_Task statement_
Please reproduce the material below, swapping every "research lab" for "design studio" and leaving everything else untouched.

_Available data_
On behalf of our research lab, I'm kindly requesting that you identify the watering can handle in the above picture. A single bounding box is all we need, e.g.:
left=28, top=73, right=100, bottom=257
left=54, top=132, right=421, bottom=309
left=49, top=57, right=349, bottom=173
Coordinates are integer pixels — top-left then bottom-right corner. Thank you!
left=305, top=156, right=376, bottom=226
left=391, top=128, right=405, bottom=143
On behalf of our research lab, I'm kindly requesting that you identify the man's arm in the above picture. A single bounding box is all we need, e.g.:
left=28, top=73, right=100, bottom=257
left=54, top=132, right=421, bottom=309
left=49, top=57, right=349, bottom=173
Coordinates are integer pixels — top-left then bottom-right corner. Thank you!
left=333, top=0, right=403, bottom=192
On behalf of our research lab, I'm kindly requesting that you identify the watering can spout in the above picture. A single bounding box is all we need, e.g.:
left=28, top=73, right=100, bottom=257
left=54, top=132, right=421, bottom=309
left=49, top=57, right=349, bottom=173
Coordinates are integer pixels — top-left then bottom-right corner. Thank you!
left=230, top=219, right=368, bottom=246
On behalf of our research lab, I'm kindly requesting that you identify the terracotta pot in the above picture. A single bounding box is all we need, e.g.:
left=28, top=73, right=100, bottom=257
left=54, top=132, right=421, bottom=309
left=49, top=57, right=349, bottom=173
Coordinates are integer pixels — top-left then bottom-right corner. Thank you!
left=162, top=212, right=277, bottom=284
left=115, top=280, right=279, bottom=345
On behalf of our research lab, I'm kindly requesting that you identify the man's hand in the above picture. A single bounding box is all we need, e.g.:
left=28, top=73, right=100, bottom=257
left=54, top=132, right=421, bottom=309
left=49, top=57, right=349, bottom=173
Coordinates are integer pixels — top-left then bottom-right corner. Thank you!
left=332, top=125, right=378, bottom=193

_Finished exercise_
On behalf of our design studio, I'm kindly requesting that you identify the watering can handle in the above picture. A single bounding box is all we need, e.g.:
left=28, top=73, right=100, bottom=257
left=54, top=132, right=421, bottom=309
left=49, top=57, right=349, bottom=173
Coordinates are integer pixels — top-left then bottom-right corner. Thank you!
left=305, top=156, right=376, bottom=226
left=391, top=128, right=405, bottom=143
On behalf of our design studio, I'm kindly requesting that you identify the man's arm in the above picture. A single bounding box is all we need, e.g.:
left=28, top=73, right=100, bottom=257
left=54, top=132, right=421, bottom=309
left=49, top=57, right=349, bottom=173
Coordinates are integer pixels — top-left then bottom-right corner. Thank you!
left=333, top=0, right=403, bottom=192
On behalf of our design studio, I'm kindly requesting that you identify the watering can spout in the above picture. A single bounding box is all we need, e.g.:
left=28, top=73, right=100, bottom=257
left=54, top=132, right=421, bottom=309
left=49, top=57, right=349, bottom=173
Coordinates are integer pixels — top-left then bottom-right corner. Thank you!
left=230, top=219, right=368, bottom=246
On behalf of our design studio, I'm kindly requesting that you identify the terracotta pot in the above picture. A single bounding box is all we need, e.g.:
left=28, top=73, right=100, bottom=257
left=54, top=132, right=421, bottom=309
left=49, top=57, right=349, bottom=173
Coordinates are integer pixels — top-left then bottom-right corner. Thank you!
left=162, top=212, right=277, bottom=284
left=115, top=280, right=279, bottom=345
On behalf of our design studio, I'm kindly requesting that you identify the man's hand in the above picture. A single bounding box is all we need, e.g.:
left=28, top=73, right=100, bottom=257
left=54, top=132, right=421, bottom=309
left=49, top=57, right=349, bottom=173
Coordinates are integer pixels — top-left then bottom-right corner. Thank you!
left=332, top=125, right=378, bottom=193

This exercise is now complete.